● Given request
Copy all the lines below, switching every "Your answer:" to "Response:" and keeping everything else unchanged.
Stored records start
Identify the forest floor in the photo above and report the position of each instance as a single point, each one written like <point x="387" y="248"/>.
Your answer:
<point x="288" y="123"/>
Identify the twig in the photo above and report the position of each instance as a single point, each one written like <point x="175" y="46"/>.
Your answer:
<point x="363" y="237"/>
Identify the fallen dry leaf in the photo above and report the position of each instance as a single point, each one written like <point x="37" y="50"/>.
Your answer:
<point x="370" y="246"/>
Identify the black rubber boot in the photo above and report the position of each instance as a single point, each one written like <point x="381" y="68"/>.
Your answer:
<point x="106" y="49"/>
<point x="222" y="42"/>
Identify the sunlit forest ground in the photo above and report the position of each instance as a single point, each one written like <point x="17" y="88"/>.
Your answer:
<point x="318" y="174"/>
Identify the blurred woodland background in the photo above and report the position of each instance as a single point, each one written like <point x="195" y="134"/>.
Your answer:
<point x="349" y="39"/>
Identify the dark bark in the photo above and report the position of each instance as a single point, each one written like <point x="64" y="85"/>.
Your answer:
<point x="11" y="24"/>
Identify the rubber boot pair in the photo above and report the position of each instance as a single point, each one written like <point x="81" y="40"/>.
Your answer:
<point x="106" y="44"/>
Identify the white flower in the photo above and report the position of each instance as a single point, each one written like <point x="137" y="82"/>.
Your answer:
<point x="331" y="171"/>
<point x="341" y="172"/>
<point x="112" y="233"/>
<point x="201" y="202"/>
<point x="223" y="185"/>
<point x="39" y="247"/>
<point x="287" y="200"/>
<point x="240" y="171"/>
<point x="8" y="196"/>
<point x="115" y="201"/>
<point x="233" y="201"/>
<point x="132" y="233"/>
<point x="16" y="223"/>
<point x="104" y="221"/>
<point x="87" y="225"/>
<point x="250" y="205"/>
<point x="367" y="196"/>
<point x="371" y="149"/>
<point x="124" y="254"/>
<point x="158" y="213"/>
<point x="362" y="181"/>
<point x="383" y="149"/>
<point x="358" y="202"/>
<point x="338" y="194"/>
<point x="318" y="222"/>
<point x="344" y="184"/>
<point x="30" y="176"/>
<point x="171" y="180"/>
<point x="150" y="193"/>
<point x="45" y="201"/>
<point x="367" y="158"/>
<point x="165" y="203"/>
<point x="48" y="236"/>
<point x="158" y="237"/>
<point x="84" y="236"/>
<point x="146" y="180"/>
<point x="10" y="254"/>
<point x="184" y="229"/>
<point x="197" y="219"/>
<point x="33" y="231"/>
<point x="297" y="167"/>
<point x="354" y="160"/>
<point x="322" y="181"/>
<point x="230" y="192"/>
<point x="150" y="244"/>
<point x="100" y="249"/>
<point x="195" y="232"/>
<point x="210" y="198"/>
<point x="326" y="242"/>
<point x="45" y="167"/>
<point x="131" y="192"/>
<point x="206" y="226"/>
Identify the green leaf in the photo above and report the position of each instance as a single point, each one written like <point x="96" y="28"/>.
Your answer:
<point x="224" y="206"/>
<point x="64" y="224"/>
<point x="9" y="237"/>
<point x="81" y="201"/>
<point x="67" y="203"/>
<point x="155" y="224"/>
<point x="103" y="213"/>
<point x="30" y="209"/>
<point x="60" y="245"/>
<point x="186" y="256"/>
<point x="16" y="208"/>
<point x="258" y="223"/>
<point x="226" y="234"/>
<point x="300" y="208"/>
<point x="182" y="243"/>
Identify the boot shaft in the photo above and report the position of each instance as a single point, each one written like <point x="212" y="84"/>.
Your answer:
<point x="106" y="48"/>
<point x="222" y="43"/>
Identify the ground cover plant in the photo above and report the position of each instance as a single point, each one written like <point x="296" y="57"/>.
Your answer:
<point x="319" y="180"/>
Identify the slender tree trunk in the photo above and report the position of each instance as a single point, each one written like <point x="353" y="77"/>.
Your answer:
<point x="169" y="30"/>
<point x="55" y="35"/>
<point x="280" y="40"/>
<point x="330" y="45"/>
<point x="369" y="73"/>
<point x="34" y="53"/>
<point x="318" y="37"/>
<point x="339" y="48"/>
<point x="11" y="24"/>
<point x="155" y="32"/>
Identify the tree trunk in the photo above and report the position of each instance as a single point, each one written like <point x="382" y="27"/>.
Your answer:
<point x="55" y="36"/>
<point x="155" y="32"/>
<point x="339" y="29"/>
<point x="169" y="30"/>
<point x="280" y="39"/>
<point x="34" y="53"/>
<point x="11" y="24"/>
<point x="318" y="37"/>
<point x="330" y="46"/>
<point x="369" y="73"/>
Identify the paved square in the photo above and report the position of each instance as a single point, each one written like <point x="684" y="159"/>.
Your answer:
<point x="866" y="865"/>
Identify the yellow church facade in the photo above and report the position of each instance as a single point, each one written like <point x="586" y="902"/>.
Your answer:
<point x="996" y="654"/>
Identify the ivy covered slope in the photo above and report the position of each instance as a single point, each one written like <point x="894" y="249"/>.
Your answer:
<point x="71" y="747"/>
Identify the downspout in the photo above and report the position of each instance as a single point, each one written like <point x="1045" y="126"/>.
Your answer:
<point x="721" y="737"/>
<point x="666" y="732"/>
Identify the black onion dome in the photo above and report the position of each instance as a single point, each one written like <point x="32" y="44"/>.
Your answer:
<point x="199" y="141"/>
Stored records end
● Solution for this problem
Identify the forest floor in the photo above and report the position of each instance as a single point, each one written like <point x="387" y="248"/>.
Response:
<point x="288" y="123"/>
Identify the twig in the photo above and report the position of each instance as a single point, each one written like <point x="175" y="46"/>.
Response:
<point x="363" y="237"/>
Identify the fallen dry leaf in the photo above and report the position of each instance as a single point, each one written like <point x="37" y="50"/>.
Response:
<point x="370" y="246"/>
Identify the black rubber boot in the photo above and report the position of each instance as a single point, each one written like <point x="381" y="68"/>.
Response:
<point x="106" y="49"/>
<point x="222" y="42"/>
Identify the sunlit forest ground in the photo above and report the position of each instance as a single point, each one written like <point x="17" y="88"/>.
Response:
<point x="318" y="174"/>
Identify the blurred woodland background in the photo above and report the position of each instance as a single point, each one written like <point x="195" y="134"/>.
Response:
<point x="349" y="39"/>
Identify the dark bark in the photo above and report the position of each instance as a single point, each one written like <point x="64" y="85"/>.
Response:
<point x="11" y="24"/>
Identify the rubber boot pair in the photo above and report the position of each instance as a single point, each one written like <point x="81" y="40"/>.
Response:
<point x="106" y="44"/>
Identify the white flower in the photo above and report the position of each instance as a single point, each one written like <point x="137" y="82"/>.
Response:
<point x="331" y="171"/>
<point x="341" y="172"/>
<point x="112" y="233"/>
<point x="201" y="202"/>
<point x="223" y="185"/>
<point x="39" y="247"/>
<point x="287" y="200"/>
<point x="240" y="171"/>
<point x="8" y="196"/>
<point x="115" y="201"/>
<point x="233" y="201"/>
<point x="132" y="233"/>
<point x="16" y="223"/>
<point x="104" y="221"/>
<point x="87" y="225"/>
<point x="250" y="205"/>
<point x="367" y="196"/>
<point x="371" y="149"/>
<point x="124" y="254"/>
<point x="158" y="213"/>
<point x="362" y="181"/>
<point x="383" y="149"/>
<point x="358" y="202"/>
<point x="338" y="194"/>
<point x="318" y="222"/>
<point x="344" y="184"/>
<point x="30" y="176"/>
<point x="171" y="180"/>
<point x="150" y="193"/>
<point x="45" y="201"/>
<point x="367" y="158"/>
<point x="165" y="203"/>
<point x="48" y="236"/>
<point x="158" y="237"/>
<point x="84" y="236"/>
<point x="146" y="180"/>
<point x="10" y="254"/>
<point x="184" y="229"/>
<point x="197" y="219"/>
<point x="33" y="231"/>
<point x="297" y="167"/>
<point x="354" y="160"/>
<point x="322" y="181"/>
<point x="230" y="192"/>
<point x="150" y="244"/>
<point x="100" y="249"/>
<point x="195" y="232"/>
<point x="210" y="198"/>
<point x="326" y="242"/>
<point x="45" y="167"/>
<point x="131" y="192"/>
<point x="206" y="226"/>
Identify the green leaf in the photo above and report the position of each instance as a single point, each one written like <point x="96" y="28"/>.
Response:
<point x="224" y="206"/>
<point x="64" y="224"/>
<point x="9" y="237"/>
<point x="81" y="201"/>
<point x="67" y="203"/>
<point x="155" y="224"/>
<point x="103" y="213"/>
<point x="30" y="209"/>
<point x="60" y="245"/>
<point x="186" y="256"/>
<point x="16" y="208"/>
<point x="258" y="223"/>
<point x="226" y="234"/>
<point x="300" y="208"/>
<point x="182" y="243"/>
Identify the boot shaft in the photo above and report the position of each instance as a single point, each one written like <point x="212" y="84"/>.
Response:
<point x="106" y="48"/>
<point x="222" y="43"/>
Identify the ground cover plant in the photo above and report the position of each instance as a single point, each one written like <point x="296" y="57"/>.
Response:
<point x="319" y="180"/>
Identify the slender tree trunk in the photo above and report the position of each instance as a single point, each one written like <point x="353" y="77"/>.
Response:
<point x="169" y="30"/>
<point x="55" y="35"/>
<point x="280" y="40"/>
<point x="330" y="45"/>
<point x="369" y="73"/>
<point x="34" y="53"/>
<point x="318" y="37"/>
<point x="339" y="48"/>
<point x="11" y="24"/>
<point x="155" y="32"/>
Identify the tree trunk in the photo above and report the position of each instance as a single point, each one written like <point x="382" y="27"/>.
Response:
<point x="55" y="36"/>
<point x="155" y="32"/>
<point x="339" y="29"/>
<point x="169" y="30"/>
<point x="280" y="39"/>
<point x="34" y="53"/>
<point x="11" y="24"/>
<point x="318" y="37"/>
<point x="330" y="46"/>
<point x="369" y="73"/>
Identify the paved square in the photo above and report the position of each instance as a single point, each one written like <point x="684" y="159"/>.
Response:
<point x="866" y="865"/>
Identify the yellow church facade in the photo above and report the position of each instance as a single point, each one written like <point x="586" y="902"/>.
Response:
<point x="996" y="654"/>
Identify the ivy covered slope in the photo above and report the position of each instance as a single point, each one written like <point x="894" y="249"/>.
Response:
<point x="71" y="747"/>
Identify the downspout in the photo above and report the position of each instance as a single point, each one written like <point x="1045" y="126"/>.
Response:
<point x="721" y="737"/>
<point x="666" y="732"/>
Identify the black onion dome in the photo above and report the position of each instance as a single point, each one written like <point x="32" y="44"/>.
Response:
<point x="199" y="141"/>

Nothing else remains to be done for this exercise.